• YOUR OBJECTIVE:
Your task is to print each record exactly as it reads.

• EXTRACTED MATERIAL:

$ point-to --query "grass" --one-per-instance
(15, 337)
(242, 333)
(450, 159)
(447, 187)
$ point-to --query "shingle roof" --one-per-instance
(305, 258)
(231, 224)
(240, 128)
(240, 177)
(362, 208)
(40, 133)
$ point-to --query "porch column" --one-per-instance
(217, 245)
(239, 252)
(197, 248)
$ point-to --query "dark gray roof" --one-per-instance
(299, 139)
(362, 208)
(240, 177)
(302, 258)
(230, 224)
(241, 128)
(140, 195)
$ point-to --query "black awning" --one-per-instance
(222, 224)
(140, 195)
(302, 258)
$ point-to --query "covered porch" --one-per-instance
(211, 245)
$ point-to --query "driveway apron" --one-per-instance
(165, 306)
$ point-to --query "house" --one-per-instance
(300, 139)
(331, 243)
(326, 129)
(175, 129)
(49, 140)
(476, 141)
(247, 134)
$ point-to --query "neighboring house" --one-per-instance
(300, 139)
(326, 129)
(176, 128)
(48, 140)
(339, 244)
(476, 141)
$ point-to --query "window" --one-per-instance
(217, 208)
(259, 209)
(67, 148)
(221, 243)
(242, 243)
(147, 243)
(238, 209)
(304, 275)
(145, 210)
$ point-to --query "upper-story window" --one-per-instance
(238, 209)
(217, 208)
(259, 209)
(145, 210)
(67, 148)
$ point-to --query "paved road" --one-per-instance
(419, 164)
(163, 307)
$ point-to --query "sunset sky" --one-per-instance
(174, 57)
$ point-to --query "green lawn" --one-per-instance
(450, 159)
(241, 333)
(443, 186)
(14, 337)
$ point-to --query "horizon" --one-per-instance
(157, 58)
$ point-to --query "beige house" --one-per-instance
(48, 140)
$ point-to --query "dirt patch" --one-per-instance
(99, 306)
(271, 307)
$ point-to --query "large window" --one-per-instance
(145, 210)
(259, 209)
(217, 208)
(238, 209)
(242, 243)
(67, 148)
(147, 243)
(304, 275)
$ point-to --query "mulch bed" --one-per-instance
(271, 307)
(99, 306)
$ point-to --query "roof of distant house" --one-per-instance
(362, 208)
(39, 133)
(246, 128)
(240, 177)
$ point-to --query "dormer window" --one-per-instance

• RESULT:
$ point-to --query "grass" --one-per-instance
(15, 337)
(242, 333)
(450, 159)
(447, 187)
$ point-to --query "shingle roof" --one-per-instance
(305, 258)
(231, 224)
(240, 128)
(240, 177)
(362, 208)
(40, 133)
$ point-to --query "porch column" --one-per-instance
(217, 245)
(239, 252)
(197, 248)
$ point-to --query "dark gray roof" --one-per-instance
(299, 139)
(362, 208)
(240, 177)
(302, 258)
(230, 224)
(241, 128)
(140, 195)
$ point-to --query "black awning" --one-per-instance
(222, 224)
(140, 195)
(302, 258)
$ point-to --query "covered porch" --one-per-instance
(211, 245)
$ point-to --query "driveway apron" --one-per-instance
(165, 306)
$ point-to --query "house" --one-per-instance
(300, 139)
(331, 243)
(326, 129)
(175, 129)
(49, 140)
(476, 141)
(247, 134)
$ point-to --query "neighboring house" --one-per-instance
(300, 139)
(326, 129)
(176, 128)
(48, 140)
(339, 244)
(476, 141)
$ point-to --query "window" --one-per-instance
(217, 208)
(259, 209)
(67, 148)
(221, 243)
(242, 243)
(147, 243)
(238, 209)
(304, 275)
(145, 210)
$ point-to --query "upper-story window" --one-per-instance
(238, 209)
(217, 208)
(259, 209)
(145, 210)
(67, 148)
$ point-to --query "paved road" --one-per-instance
(419, 164)
(163, 307)
$ point-to --query "sunset sky" --one-per-instance
(174, 57)
$ point-to --query "green lawn" --one-per-instance
(450, 159)
(241, 333)
(443, 186)
(14, 337)
$ point-to --query "horizon" --one-per-instance
(157, 58)
$ point-to --query "beige house" --one-per-instance
(48, 140)
$ point-to --query "dirt patch" --one-per-instance
(99, 306)
(271, 307)
$ point-to --query "large window" --one-per-instance
(145, 210)
(259, 209)
(217, 208)
(238, 209)
(242, 243)
(67, 148)
(147, 243)
(304, 275)
$ point-to --query "mulch bed" --one-per-instance
(271, 307)
(99, 306)
$ point-to --query "roof of distant house" --one-per-instance
(362, 208)
(39, 133)
(246, 128)
(240, 177)
$ point-to --query "dormer window" --one-per-instance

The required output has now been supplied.